■ **What the task requires**: Search the records below for "girl" and copy every line it turns up in.

[Information provided — start]

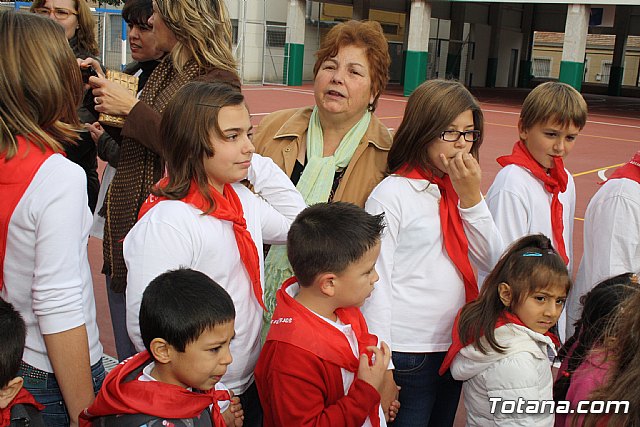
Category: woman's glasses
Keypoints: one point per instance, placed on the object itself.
(454, 135)
(59, 12)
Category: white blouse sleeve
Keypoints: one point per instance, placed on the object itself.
(59, 210)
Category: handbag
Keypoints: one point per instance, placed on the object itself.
(131, 84)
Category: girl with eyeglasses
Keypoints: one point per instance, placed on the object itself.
(76, 19)
(437, 226)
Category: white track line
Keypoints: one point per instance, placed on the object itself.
(310, 92)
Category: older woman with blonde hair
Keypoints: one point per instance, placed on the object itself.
(76, 19)
(44, 218)
(196, 35)
(337, 149)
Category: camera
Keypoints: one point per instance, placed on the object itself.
(86, 73)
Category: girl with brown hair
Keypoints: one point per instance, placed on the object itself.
(437, 225)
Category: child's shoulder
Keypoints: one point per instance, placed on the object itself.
(396, 186)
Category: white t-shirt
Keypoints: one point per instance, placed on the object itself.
(420, 290)
(174, 234)
(46, 267)
(611, 240)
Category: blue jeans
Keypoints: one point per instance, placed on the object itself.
(118, 311)
(44, 387)
(426, 398)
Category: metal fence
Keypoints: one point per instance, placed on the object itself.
(111, 34)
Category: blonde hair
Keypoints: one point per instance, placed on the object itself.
(203, 32)
(554, 101)
(86, 31)
(40, 84)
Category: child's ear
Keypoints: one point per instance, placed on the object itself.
(8, 392)
(522, 132)
(161, 350)
(504, 292)
(326, 284)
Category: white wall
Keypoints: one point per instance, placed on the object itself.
(508, 40)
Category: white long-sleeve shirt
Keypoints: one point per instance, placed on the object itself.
(420, 290)
(611, 240)
(520, 205)
(174, 234)
(46, 267)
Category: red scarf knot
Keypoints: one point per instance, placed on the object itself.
(227, 208)
(295, 324)
(455, 240)
(22, 398)
(555, 182)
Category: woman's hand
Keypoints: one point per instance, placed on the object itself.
(95, 129)
(111, 97)
(465, 175)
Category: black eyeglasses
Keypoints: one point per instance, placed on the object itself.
(59, 12)
(454, 135)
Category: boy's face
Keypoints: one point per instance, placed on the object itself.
(203, 361)
(355, 283)
(548, 140)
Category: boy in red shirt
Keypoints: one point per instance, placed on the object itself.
(319, 365)
(187, 323)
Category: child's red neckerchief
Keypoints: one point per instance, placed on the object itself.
(294, 324)
(457, 345)
(555, 182)
(121, 394)
(455, 241)
(227, 208)
(15, 176)
(22, 398)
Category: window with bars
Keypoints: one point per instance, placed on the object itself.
(541, 67)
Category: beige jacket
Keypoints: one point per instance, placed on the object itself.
(279, 136)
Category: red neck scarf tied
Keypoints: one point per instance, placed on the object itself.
(227, 208)
(15, 176)
(456, 345)
(455, 241)
(296, 325)
(121, 394)
(22, 398)
(555, 182)
(630, 170)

[Information provided — finish]

■ **Expected output**:
Category: girl with eyeglasses
Category: girl with brown hair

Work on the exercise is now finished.